::: Document segment :::

Riley Scherr
Irvine, California, United States
Patients in the lobby think I speak Spanish very well. Although I momentarily feel validated, those compliments would mean more if I did not know I was repeating the same conversation cyclically, drawing from a carefully prepared arsenal of questions and responses and an accent I parrot from the farmworkers I have worked with. My actual Spanish skills are apparent in the exam rooms of our small clinic in downtown San José, Costa Rica, as I struggle to connect with my patients with a few simple words.
Yo voy a tomar su presión. “I’m going to take your blood pressure.”
Ok, this one can be taken at face value. I take a lot of blood pressures.
No quiero café hoy. “I do not want coffee today.”
The clinic staff really likes coffee breaks and were fairly shocked when I refrained one day. They politely told me that I should drink up.
No se preocupe. “Do not worry about it.”
I hear this much more often than I say it. This phrase is meant to relax me, but I know that it really means I have done something incorrectly or misunderstood a direction. My de facto supervisor, a former nun, has much more patience with me and says it more often than my other coworkers.
No se la palabra en español. “I don’t know the word in Spanish.”
I thrive off learning and asking questions, but my vocabulary limits me. Perhaps more importantly, language has profoundly changed my experience of medicine. One of my primary motivations for pursuing a career in medicine was the potential for connection; the importance of my words to this connection truly became apparent after I was left feeling distant and impersonal with a patient, unable to adequately bridge our linguistic gaps.
Yo sé que estoy haciendo. “I know what I am doing.”

::: Material shown :::

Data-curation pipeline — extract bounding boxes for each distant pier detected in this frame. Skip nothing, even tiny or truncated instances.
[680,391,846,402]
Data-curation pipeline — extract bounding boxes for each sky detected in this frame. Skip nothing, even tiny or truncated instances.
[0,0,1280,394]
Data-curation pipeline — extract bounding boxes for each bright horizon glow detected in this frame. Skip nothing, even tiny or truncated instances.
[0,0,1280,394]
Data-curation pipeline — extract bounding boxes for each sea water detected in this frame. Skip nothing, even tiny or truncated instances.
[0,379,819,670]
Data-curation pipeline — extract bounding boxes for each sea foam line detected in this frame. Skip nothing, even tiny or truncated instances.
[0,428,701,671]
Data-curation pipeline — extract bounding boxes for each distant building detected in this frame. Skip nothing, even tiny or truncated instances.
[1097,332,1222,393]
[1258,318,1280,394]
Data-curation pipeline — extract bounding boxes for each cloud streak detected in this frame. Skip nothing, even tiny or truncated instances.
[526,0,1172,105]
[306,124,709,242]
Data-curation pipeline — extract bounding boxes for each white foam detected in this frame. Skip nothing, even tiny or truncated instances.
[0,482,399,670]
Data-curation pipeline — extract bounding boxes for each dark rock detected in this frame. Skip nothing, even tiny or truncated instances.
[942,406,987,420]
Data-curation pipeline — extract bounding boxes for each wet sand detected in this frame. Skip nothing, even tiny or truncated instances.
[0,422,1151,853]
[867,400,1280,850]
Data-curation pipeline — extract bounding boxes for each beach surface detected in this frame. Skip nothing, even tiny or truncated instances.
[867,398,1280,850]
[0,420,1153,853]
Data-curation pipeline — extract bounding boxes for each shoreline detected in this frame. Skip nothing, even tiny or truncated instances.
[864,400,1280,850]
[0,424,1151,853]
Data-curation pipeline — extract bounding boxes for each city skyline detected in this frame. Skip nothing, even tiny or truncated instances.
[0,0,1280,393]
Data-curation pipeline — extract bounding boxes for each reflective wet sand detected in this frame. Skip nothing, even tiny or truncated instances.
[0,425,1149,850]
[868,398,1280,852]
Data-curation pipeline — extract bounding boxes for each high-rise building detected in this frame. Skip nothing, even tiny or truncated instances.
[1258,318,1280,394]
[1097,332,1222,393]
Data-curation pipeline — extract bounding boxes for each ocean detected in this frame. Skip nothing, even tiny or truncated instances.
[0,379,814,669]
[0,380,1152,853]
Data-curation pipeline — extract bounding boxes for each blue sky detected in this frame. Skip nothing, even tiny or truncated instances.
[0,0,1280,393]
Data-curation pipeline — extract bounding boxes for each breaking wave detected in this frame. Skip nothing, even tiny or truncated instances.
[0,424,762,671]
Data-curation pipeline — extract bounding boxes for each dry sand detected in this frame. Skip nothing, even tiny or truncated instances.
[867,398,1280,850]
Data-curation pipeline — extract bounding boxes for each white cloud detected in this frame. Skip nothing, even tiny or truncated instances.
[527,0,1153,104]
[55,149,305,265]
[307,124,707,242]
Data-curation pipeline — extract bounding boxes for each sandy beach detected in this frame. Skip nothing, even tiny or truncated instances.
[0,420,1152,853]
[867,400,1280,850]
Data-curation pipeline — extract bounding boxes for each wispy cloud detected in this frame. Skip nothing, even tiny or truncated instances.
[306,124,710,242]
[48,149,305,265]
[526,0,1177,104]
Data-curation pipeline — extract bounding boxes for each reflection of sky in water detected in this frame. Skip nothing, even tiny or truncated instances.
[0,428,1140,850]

:::

**Prompt:** Copy the part of the clinic essay starting with "Riley Scherr" and going on through "of blood pressures.", renaming "Spanish" as "Portuguese" each time it occurs.

**Solution to this exercise:**
Riley Scherr
Irvine, California, United States
Patients in the lobby think I speak Portuguese very well. Although I momentarily feel validated, those compliments would mean more if I did not know I was repeating the same conversation cyclically, drawing from a carefully prepared arsenal of questions and responses and an accent I parrot from the farmworkers I have worked with. My actual Portuguese skills are apparent in the exam rooms of our small clinic in downtown San José, Costa Rica, as I struggle to connect with my patients with a few simple words.
Yo voy a tomar su presión. “I’m going to take your blood pressure.”
Ok, this one can be taken at face value. I take a lot of blood pressures.